▸ Task prompt
Go to the line that contains "# output: plain". Restate that line and each one after it exactly, through the end of the records, without pictures.

▸ Exercise inputs
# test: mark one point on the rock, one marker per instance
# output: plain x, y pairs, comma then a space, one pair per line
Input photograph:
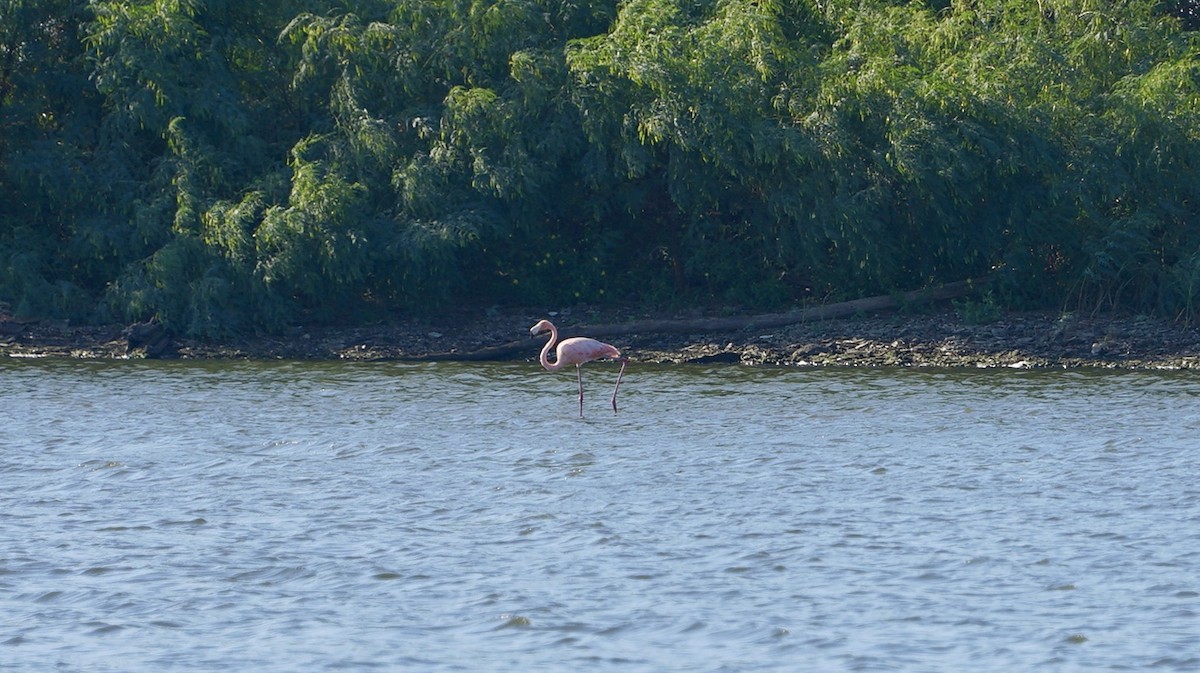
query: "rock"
149, 340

▸ Answer to this task
# output: plain x, y pairs, comma then a space, one pair per line
Input photograph:
query: "rock"
149, 340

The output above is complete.